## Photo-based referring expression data
++++++++++++++++++++

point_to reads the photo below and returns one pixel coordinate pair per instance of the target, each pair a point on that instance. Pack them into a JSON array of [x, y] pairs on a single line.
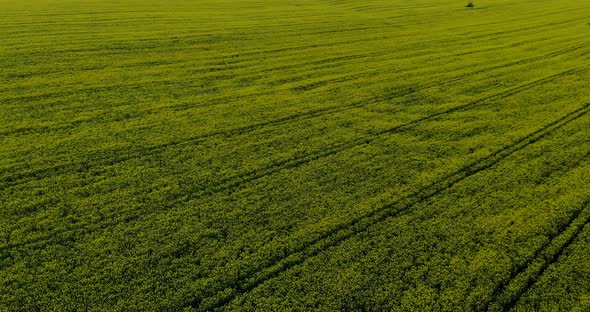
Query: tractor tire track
[[234, 182], [341, 233], [116, 157], [507, 294]]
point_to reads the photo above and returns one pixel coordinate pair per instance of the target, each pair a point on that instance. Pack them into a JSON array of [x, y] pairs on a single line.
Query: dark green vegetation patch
[[310, 154]]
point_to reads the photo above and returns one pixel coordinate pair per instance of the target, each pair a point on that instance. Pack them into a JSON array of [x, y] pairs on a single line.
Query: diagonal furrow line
[[115, 156], [226, 99], [341, 233], [507, 294], [238, 180]]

++++++++++++++++++++

## Your instructions
Transcribe the records in full and exactly. Pictures stay out.

## Exercise answer
point_to reads the photo below and returns one pixel coordinate pair per instance of the target, each pair a point on that instance. Pack them into a JSON array of [x, y] pairs on a single line.
Query: tractor tire track
[[234, 182], [341, 233], [116, 157], [507, 294]]
point_to reads the photo above and returns one pixel coordinate pair per instance of the target, each pair a point on that instance. Pack them into a JSON array of [x, y] pairs on a single line.
Query: dark green vegetation patch
[[310, 154]]
point_to reads the photo above and returns one pixel coordinate pair per instance of the target, each pair a point on that instance. Pack them into a JSON array of [x, y] pairs on a single line.
Query: diagonal furrow line
[[115, 156], [226, 99], [341, 233], [507, 294], [238, 180]]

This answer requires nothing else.